(Dataset records about object locations)
--
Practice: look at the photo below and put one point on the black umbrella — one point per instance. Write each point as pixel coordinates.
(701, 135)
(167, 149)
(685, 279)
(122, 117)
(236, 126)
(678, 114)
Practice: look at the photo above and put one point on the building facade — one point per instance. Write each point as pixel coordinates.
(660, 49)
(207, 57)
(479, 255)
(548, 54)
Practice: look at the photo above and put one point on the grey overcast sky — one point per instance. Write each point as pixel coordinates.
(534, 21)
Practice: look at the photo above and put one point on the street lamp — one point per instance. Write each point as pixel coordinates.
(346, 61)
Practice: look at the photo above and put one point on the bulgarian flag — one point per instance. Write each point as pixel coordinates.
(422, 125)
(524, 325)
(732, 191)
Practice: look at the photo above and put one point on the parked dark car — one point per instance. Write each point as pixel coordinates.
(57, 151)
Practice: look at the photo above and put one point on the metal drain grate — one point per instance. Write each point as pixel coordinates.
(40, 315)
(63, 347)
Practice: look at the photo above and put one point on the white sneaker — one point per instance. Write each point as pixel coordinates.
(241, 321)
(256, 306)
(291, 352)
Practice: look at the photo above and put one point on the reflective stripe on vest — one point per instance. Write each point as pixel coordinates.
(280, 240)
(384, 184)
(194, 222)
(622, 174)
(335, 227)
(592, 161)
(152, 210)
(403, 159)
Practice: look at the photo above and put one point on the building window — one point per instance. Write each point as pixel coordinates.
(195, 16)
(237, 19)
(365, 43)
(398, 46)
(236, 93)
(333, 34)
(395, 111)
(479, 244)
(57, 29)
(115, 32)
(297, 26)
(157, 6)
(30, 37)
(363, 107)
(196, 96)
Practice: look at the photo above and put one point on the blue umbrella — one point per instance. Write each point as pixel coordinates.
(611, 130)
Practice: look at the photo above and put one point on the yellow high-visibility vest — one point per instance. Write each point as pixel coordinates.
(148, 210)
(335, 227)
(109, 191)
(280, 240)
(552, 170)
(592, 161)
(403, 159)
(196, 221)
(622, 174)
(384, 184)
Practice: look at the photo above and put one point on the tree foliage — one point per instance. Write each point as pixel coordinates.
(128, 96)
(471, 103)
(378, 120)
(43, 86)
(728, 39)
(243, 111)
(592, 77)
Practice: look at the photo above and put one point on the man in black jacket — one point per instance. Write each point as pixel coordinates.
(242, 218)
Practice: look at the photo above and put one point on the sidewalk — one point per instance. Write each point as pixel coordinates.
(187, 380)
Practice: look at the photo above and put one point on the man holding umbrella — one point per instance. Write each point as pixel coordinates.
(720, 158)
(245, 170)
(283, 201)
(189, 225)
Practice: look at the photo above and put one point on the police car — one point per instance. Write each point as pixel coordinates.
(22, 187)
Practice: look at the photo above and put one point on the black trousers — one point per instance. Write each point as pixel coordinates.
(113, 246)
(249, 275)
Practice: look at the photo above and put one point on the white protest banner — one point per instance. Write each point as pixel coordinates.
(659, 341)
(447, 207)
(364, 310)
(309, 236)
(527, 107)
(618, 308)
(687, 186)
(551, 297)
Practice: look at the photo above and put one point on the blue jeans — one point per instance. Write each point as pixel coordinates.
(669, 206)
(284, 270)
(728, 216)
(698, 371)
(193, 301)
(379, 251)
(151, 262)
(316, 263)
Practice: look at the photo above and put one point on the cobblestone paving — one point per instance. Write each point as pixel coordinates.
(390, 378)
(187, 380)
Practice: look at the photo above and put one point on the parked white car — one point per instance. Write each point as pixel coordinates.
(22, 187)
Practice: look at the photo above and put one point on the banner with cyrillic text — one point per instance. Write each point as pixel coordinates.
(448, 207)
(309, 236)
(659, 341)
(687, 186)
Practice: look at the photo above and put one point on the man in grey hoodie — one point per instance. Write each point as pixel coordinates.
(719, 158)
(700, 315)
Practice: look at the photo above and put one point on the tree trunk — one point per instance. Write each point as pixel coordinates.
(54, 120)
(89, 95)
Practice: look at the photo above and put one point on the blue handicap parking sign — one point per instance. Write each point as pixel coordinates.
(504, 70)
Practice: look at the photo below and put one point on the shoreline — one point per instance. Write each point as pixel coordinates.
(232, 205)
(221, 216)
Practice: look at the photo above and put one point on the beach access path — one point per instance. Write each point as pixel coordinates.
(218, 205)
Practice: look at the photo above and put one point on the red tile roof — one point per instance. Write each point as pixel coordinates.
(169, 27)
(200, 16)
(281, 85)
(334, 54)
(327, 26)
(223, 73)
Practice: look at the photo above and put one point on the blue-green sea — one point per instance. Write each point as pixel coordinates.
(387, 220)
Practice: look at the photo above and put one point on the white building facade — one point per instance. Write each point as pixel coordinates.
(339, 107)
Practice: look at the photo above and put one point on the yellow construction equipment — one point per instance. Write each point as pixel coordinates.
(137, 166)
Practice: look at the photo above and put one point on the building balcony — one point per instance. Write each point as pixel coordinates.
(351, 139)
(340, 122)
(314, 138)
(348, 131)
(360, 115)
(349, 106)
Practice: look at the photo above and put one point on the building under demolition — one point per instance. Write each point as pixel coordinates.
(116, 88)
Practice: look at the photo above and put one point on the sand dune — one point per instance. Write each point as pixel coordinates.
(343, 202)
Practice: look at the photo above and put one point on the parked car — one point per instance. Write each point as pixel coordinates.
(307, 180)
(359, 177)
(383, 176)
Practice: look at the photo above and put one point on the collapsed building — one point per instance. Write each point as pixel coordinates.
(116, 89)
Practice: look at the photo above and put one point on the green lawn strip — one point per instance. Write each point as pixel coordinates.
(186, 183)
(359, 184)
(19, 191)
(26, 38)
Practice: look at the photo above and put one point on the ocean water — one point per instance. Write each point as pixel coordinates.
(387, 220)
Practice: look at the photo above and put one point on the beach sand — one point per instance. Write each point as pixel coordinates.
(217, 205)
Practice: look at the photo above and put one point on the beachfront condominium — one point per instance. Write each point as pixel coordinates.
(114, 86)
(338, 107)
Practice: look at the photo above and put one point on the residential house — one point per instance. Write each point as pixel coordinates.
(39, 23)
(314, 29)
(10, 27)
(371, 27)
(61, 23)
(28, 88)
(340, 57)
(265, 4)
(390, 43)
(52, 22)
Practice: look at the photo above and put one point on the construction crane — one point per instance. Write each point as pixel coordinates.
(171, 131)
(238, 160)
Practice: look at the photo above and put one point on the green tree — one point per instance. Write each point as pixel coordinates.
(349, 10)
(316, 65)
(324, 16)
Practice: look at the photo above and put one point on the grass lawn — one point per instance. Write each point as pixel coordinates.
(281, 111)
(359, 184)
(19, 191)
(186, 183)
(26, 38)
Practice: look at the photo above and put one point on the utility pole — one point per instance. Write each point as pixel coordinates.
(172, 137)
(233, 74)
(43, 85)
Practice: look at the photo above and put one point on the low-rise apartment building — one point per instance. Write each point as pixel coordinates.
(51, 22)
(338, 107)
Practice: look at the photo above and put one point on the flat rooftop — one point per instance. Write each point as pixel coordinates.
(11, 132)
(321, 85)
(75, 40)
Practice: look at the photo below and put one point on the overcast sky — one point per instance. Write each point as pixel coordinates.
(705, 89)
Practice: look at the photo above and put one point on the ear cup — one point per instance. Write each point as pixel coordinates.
--
* _Task goal_:
The full set of records should be duplicated exactly.

* _Exercise solution_:
Practice: look at the photo below and put one point on the black umbrella — one point per instance. Write each point as pixel coordinates.
(701, 135)
(167, 149)
(685, 279)
(122, 117)
(236, 126)
(678, 114)
Practice: look at the photo above and put one point on the building facade — one point per instance. Write each point as pixel coordinates.
(660, 49)
(207, 57)
(479, 255)
(548, 54)
Practice: look at the photo above and put one point on the grey overcast sky — one point per instance. Write each point as pixel coordinates.
(534, 21)
Practice: look at the photo above and put one point on the street lamp — one point per instance. Write each point as pixel coordinates.
(346, 61)
Practice: look at the photo above and put one point on the bulgarian flag — one point per instance. Write each point as pixel coordinates.
(422, 125)
(524, 325)
(732, 191)
Practice: look at the photo above and put one point on the parked dark car — one point per instance. Write each point as pixel coordinates.
(57, 151)
Practice: look at the photo above and put one point on the metal drain grate — one point per instance. Write each point as pixel coordinates.
(40, 315)
(63, 347)
Practice: look at the photo above and put one point on the white sneaker — one point per instance. Write each point as pixel coordinates.
(241, 321)
(256, 306)
(291, 352)
Practice: look at the photo above and put one point on the reflective stripe on vest — one point per instance. Write each point as pixel coordinates.
(280, 240)
(384, 184)
(194, 222)
(622, 174)
(335, 227)
(592, 161)
(152, 210)
(403, 159)
Practice: look at the photo above and put one point on the building window — one point per instance. Write each point as pixel coordinates.
(195, 16)
(237, 19)
(365, 43)
(398, 46)
(236, 93)
(333, 34)
(395, 111)
(479, 244)
(57, 29)
(115, 32)
(297, 26)
(157, 6)
(30, 37)
(363, 107)
(196, 96)
Practice: look at the photo above and put one point on the blue umbrella — one point per instance. Write each point as pixel coordinates.
(611, 130)
Practice: look at the photo above and put one point on the yellow high-visibility vest — one point per instance. Write each point as pixel coordinates.
(148, 210)
(335, 227)
(109, 191)
(280, 240)
(552, 170)
(592, 161)
(403, 159)
(196, 221)
(622, 174)
(384, 184)
Practice: look at the photo above and put one point on the tree foliage — one point per instance. Write each point as pixel coordinates.
(128, 96)
(471, 103)
(378, 120)
(43, 86)
(728, 39)
(243, 111)
(592, 77)
Practice: look at the photo above and put one point on the man in black jacket — one point per instance. Write each point as pixel coordinates.
(242, 218)
Practice: look at the photo above and put one point on the sidewalk — one point per instance. Write each point as pixel coordinates.
(187, 380)
Practice: look at the photo above and put one point on the man holding umbrella — one point per instance. Write each point as pixel coordinates.
(720, 158)
(245, 170)
(283, 201)
(189, 225)
Practice: look at the photo above and put one point on the police car — one point per instance. Write each point as pixel coordinates.
(22, 187)
Practice: look at the photo above and put one point on the black trousers — one point per instance. Write each point as pixel coordinates.
(113, 246)
(249, 275)
Practice: look at the photo above and put one point on the white protest banner — one point per instance. Write each point as pixel coordinates.
(659, 341)
(447, 207)
(364, 310)
(309, 236)
(527, 107)
(618, 308)
(687, 186)
(551, 297)
Practice: look at the photo above and put one point on the blue jeans — one point per instance. Write each point as pixel coordinates.
(669, 206)
(284, 270)
(728, 216)
(698, 371)
(193, 301)
(379, 251)
(151, 262)
(316, 263)
Practice: look at the photo above and put one point on the cobblestone paving — one point per instance. Write each point as pixel coordinates.
(390, 378)
(187, 380)
Practice: look at the photo above and put one point on the parked white car — one point per instance. Write each point as pixel coordinates.
(22, 187)
Practice: look at the photo above and put one point on the banner with cyrillic text — one point per instance. Write each point as pixel coordinates.
(448, 207)
(309, 236)
(659, 341)
(687, 186)
Practice: look at the photo above and put one point on the man in grey hoodie — one point per instance. Write each point as pixel coordinates.
(719, 158)
(700, 315)
Practice: look at the photo above and put one point on the tree trunk — one point per instance. Write each point as pixel coordinates.
(54, 120)
(89, 95)
Practice: look at the photo above and put one point on the blue handicap parking sign — one point per instance. Write each point as pixel coordinates.
(504, 70)
Practice: look at the photo below and put one point on the shoreline — one point per instance. Write each point as pixel coordinates.
(232, 205)
(221, 216)
Practice: look at the photo above and put one point on the beach access path — one point per instance. Write each point as pixel coordinates.
(218, 205)
Practice: look at the photo above and put one point on the red tile roof — one point per instance. Write each point as pixel coordinates.
(169, 27)
(200, 16)
(281, 85)
(334, 54)
(327, 26)
(223, 73)
Practice: look at the photo above and put one point on the blue-green sea — one point per instance. Write each point as pixel coordinates.
(387, 220)
Practice: look at the photo above and put one point on the white building facade — one point per instance. Write each point as pixel coordinates.
(339, 107)
Practice: look at the photo above and put one point on the yellow construction equipment — one point per instance. Write each point as pixel coordinates.
(137, 166)
Practice: look at the photo above and put one point on the building balcony — one point per instance. Write each point as pixel coordinates.
(351, 139)
(340, 122)
(314, 138)
(348, 131)
(360, 115)
(349, 106)
Practice: look at the photo above and put one point on the building under demolition — one point per instance. Write each point as pixel coordinates.
(116, 88)
Practice: look at the photo above and put one point on the sand dune — one point per instance. Write each point as pixel coordinates.
(343, 202)
Practice: look at the photo above and put one point on the parked car — one point per instance. Write each point as pixel coordinates.
(307, 180)
(359, 177)
(383, 176)
Practice: look at the photo above and put one point on the collapsed building — one point per instance. Write each point as pixel coordinates.
(116, 89)
Practice: look at the photo above and put one point on the green lawn strip — one point per instance. Write each point as pixel coordinates.
(186, 183)
(359, 184)
(19, 191)
(26, 38)
Practice: look at the photo above and put one point on the ocean water — one point per instance. Write each point as pixel coordinates.
(387, 220)
Practice: look at the photo above and put one point on the beach sand — one point per instance. Write each point as pixel coordinates.
(217, 205)
Practice: look at the photo above and put one point on the beachfront condominium — one point per instance. Write each point as pixel coordinates.
(114, 86)
(338, 107)
Practice: look at the photo above and put one point on the residential house — one point per instance. Write each point as pixel coordinates.
(39, 23)
(314, 29)
(10, 27)
(371, 27)
(61, 23)
(28, 88)
(340, 57)
(265, 4)
(390, 43)
(52, 22)
Practice: look at the photo above and put one point on the construction crane — one point per instance. Write each point as pixel coordinates.
(171, 131)
(238, 160)
Practice: look at the photo above and put one point on the green tree — one point per instance. Write each point as pixel coordinates.
(349, 10)
(316, 65)
(324, 16)
Practice: look at the photo above and put one point on the grass lawn — one point per instance. Write each point as pixel coordinates.
(281, 111)
(359, 184)
(19, 191)
(186, 183)
(26, 38)
Practice: look at the photo above and put one point on the utility pole — one point per instance. Write each point as pixel coordinates.
(172, 137)
(233, 74)
(43, 85)
Practice: look at the photo above and put one point on the low-rise apartment building — one point per instance. Write each point as pixel coordinates.
(51, 22)
(338, 107)
Practice: look at the photo above and put one point on the flat rooftop — one point per instance. Write each point as pixel coordinates.
(11, 132)
(321, 85)
(75, 40)
Practice: look at the photo below and put one point on the overcast sky — one point per instance. Write each point as pixel coordinates.
(705, 89)
Practice: look at the photo above and put one point on the ear cup — one point per instance. Write each point as pixel coordinates.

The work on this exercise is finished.